**Work to complete**
1 > Reproduce the part of the commodity round-up that opens with the words containing "1. Copper prices" and closes with "levels since 2005.", swapping "tonnes" for "metric tons".
2 > Extend the commodity news round-up beyond its last sentence.

**Document excerpt**
# # # #

Abans Group Commodity World Round Up

07th Sept – 11th Sept

1. Copper prices to find support from Chinese demand

Sept 11, 2020

Chinese demand dropped 15% in the first quarter, due to COVID-19. However, there has been a strong recovery in the second quarter. Strong Chinese copper demand can be seen in its imports, which rose to a record high of 762,210 tonnes in July. Imports were up 38%, from a year earlier in the first eight months of 2020, at 4.27 million tonnes. Following a positive demand outlook, stocks of copper in LME warehouses are at 75,550 tonnes, which are at their lowest levels since 2005.

Source: Reuters

2. US EIA cuts 2020 world oil demand growth forecast

Sept 9, 2020

The U.S. Energy Information Administration (EIA), on Wednesday, cut its 2020 world oil demand growth forecast by 210,000 barrels per day, to 8.32 million bpd. In its monthly forecast, the agency cut its oil demand growth estimate for 2021, by 490,000 bpd, to 6.53 million bpd.

Source: EIA, and Reuters

3. EIA lifts 2020 forecasts for oil and natural-gas prices and U.S. production

Sept 9, 2020

The U.S. Energy Information Administration (EIA) raised its 2020 forecasts for West Texas Intermediate, Brent crude oil prices, and U.S. crude oil production. The EIA pegged its 2020 WTI oil price forecast at $38.99 a barrel, up 1.3%, from its August forecast. It also lifted its Brent crude price forecast by 1.2%, to $41.90, for the year 2020. The agency expects U.S. crude production of 11.38 million barrels a day this year, up 1.1% from the previous view. The EIA also lifted its forecast for natural gas prices to $2.49 per million British thermal units, up 5.8%, from the previous view.

# # # #

**Information given**
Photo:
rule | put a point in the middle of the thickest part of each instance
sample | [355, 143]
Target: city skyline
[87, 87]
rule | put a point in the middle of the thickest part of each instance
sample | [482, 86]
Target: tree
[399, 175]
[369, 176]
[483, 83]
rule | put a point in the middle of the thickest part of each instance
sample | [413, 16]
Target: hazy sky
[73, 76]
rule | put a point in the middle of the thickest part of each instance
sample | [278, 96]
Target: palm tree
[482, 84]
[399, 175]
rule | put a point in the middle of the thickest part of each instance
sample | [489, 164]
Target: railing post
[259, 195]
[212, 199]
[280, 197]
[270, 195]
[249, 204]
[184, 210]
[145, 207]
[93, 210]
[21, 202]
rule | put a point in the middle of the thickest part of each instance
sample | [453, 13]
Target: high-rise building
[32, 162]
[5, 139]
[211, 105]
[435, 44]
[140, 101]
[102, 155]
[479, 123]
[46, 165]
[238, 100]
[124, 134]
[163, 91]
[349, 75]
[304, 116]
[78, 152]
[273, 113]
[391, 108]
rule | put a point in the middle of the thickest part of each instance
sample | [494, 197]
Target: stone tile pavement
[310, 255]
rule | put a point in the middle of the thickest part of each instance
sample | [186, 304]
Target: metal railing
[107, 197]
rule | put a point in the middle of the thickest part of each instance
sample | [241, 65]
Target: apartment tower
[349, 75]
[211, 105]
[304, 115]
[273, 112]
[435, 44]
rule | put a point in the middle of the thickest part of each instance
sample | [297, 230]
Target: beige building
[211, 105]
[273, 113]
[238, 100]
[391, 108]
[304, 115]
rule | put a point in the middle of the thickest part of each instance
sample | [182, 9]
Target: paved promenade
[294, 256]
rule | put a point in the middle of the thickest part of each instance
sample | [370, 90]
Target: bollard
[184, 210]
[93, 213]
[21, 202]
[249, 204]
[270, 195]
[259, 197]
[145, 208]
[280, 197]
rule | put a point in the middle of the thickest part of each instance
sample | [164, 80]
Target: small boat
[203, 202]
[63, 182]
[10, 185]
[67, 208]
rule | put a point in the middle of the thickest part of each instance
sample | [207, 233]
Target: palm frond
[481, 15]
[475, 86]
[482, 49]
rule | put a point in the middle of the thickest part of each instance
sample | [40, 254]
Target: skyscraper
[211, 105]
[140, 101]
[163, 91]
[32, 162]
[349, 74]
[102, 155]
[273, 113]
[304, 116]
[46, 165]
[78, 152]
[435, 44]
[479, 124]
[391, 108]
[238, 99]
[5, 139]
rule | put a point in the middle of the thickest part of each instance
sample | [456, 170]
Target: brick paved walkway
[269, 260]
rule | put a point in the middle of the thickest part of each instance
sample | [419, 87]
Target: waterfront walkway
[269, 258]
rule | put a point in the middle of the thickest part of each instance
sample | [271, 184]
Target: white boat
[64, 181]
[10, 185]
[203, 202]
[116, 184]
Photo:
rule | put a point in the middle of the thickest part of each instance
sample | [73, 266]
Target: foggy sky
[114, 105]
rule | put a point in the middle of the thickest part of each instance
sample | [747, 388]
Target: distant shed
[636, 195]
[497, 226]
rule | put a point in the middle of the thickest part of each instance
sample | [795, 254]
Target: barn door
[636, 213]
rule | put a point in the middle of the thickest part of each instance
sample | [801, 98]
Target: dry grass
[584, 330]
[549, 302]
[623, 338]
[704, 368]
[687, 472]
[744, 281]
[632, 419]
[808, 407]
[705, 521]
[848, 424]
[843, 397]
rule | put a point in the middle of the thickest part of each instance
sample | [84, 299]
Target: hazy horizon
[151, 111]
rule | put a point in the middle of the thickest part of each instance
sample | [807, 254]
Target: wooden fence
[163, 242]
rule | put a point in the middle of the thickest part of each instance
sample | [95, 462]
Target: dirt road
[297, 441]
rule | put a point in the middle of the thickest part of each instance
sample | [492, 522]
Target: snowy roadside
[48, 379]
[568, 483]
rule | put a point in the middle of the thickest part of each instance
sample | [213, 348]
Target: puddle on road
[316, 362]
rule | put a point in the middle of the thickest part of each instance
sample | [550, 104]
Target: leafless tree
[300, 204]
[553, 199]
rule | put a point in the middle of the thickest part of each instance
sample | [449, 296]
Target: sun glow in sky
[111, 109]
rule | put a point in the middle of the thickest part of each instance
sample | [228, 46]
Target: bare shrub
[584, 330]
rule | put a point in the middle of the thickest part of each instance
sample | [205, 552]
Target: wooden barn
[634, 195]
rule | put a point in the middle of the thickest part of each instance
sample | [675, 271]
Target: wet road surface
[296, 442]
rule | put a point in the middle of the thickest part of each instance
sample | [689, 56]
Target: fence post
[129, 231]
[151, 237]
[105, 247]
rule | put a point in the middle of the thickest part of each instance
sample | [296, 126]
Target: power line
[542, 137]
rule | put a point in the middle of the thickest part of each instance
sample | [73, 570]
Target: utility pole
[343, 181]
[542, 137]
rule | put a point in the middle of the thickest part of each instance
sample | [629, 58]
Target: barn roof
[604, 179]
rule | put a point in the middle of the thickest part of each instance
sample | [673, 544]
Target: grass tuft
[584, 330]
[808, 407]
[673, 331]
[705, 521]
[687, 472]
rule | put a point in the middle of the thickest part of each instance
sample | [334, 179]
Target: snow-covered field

# # # #

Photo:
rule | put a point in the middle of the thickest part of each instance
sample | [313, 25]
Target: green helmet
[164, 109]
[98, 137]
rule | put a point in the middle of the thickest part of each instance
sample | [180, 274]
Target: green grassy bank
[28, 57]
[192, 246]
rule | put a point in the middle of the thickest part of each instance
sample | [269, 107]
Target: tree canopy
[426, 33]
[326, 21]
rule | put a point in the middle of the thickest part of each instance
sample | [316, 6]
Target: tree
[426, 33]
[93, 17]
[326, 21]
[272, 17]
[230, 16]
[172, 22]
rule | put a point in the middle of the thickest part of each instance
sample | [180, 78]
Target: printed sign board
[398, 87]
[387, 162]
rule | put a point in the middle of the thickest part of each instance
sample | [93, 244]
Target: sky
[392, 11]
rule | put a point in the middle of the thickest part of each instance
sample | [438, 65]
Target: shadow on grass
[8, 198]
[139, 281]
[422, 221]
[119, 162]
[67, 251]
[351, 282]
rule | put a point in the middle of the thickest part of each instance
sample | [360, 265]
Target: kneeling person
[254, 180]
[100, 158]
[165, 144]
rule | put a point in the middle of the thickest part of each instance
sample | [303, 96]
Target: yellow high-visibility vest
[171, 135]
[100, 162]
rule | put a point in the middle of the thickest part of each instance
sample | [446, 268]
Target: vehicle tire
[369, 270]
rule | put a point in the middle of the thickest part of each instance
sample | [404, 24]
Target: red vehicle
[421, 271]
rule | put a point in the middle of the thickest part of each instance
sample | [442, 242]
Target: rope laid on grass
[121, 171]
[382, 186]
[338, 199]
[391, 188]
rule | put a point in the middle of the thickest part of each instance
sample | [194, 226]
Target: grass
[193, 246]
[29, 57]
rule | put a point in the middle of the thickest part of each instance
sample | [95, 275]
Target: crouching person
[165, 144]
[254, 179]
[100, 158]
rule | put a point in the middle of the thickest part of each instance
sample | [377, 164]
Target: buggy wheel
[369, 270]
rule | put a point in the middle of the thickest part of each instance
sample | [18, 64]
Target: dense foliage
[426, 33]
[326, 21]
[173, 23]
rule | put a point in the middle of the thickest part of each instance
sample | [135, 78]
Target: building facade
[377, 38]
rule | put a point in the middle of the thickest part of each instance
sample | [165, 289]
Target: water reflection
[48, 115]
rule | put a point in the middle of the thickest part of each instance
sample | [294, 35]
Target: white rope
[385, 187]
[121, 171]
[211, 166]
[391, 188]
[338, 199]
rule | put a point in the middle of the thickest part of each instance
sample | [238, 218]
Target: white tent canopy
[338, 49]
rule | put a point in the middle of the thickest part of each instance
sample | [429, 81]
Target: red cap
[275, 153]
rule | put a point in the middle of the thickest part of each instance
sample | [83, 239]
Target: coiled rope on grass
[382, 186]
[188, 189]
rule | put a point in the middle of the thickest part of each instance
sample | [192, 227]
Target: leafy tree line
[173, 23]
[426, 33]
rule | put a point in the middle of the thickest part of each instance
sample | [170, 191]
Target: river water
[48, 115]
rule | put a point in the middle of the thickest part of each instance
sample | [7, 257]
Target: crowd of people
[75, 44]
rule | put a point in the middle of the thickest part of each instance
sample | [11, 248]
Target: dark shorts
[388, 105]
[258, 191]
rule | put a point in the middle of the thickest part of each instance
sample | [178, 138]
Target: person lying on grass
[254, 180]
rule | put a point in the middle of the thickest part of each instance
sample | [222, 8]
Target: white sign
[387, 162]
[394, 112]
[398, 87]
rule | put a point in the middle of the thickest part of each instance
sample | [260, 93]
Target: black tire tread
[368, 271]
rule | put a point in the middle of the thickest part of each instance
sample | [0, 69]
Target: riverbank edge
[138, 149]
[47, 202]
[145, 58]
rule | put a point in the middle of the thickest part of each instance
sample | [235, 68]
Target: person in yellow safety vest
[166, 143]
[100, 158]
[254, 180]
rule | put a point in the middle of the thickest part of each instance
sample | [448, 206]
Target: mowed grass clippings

# # # #

**Answers to the exercise**
1 >
1. Copper prices to find support from Chinese demand

Sept 11, 2020

Chinese demand dropped 15% in the first quarter, due to COVID-19. However, there has been a strong recovery in the second quarter. Strong Chinese copper demand can be seen in its imports, which rose to a record high of 762,210 metric tons in July. Imports were up 38%, from a year earlier in the first eight months of 2020, at 4.27 million metric tons. Following a positive demand outlook, stocks of copper in LME warehouses are at 75,550 metric tons, which are at their lowest levels since 2005.

2 >
Source: EIA, MarketWatch

4. China’s oil imports were up by 13% in August from the same month last year

Sept 7, 2020

China's crude oil imports in August climbed 13 per cent from a year earlier, buoyed by hefty orders placed earlier this year, when global oil prices collapsed. Imports were 47.48 million tonnes last month, which is equivalent to 11.18 million barrels per day (bpd). This was well below the monthly record of 12.94 million bpd set in June this year, but easily beat last year's overall monthly average of 10.11 million bpd.

Source: Reuters

5. U.S. rig count falls as oil market uncertainty continues

Sept 11, 2020

Baker Hughes reported on Friday that the number of oil rigs in the United States fell by 1, to 180. The total number of active oil and gas rigs decreased for the week by 2, with oil rigs falling by 1, and gas rigs falling by 1. Total oil and gas rigs in the United States are now down by 632, compared to this time, in the last year.

Source: Reuters

6. Gold prices are up after the ECB meeting

Sept 10, 2020

The dollar fell due to further increased gains in the euro, after the European Central Bank’s latest policy announcement, and a stalemate in the U.S. Congress over pandemic relief funding; this is lending weight to the rise in gold. Gold prices registered a high of $1975.20 per ounce this week, after the ECB meeting on Thursday.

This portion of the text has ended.